* Goal of the exercise
Pull out every line in the entries below that contains the word "locate". Copy each of those lines in full.

* Record set
● ● ●

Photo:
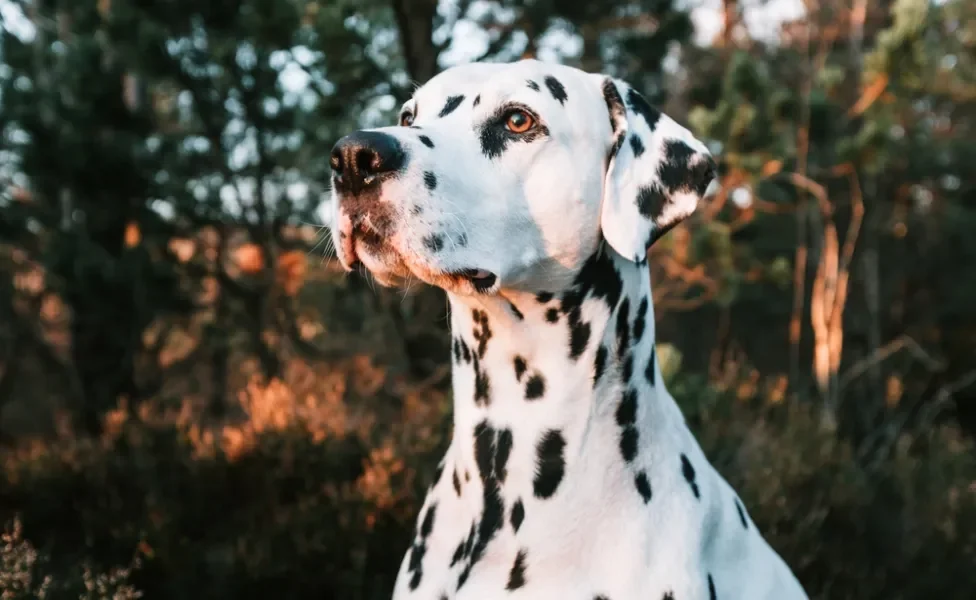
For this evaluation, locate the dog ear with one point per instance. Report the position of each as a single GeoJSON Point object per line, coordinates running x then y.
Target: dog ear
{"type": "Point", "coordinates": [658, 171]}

● ● ●

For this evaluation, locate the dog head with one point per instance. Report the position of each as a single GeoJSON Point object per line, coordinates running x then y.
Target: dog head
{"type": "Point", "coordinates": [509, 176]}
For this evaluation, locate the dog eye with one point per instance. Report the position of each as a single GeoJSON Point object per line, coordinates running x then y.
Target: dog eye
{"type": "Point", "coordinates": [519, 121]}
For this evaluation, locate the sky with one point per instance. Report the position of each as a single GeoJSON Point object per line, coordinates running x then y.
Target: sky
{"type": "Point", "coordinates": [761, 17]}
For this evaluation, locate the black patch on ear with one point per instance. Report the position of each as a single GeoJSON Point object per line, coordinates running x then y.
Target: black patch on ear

● ● ●

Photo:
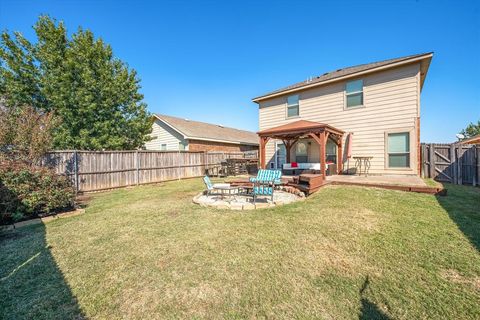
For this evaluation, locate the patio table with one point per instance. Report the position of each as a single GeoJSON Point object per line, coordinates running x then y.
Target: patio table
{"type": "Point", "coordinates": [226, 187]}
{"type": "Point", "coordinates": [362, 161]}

● ● ●

* Output for this exercise
For this evaluation, locate the dog ear with one point per instance. Report the position of each as a single GeoJSON Point object per line, coordinates running x then y.
For this evaluation, locate the dog head with one point per instance. Report the position of each as a single GeoJSON Point object per line, coordinates running x then y.
For this evaluation, locate the dog eye with one point per instance. Report the position of each as a single GeoJSON Point object per line, coordinates running x then y.
For this evaluation, locate the sky with one point per instance. Report the position of each as a single GeoJSON Point object per line, coordinates running x then y.
For this evaluation, locate the black patch on ear with one point per instance. Report the position of each as a single GeoJSON Point object per line, coordinates running x then y.
For this evaluation, locate the patio table with one point per instance. Report the position of each as a single GeoJSON Point object per line, coordinates running x then y.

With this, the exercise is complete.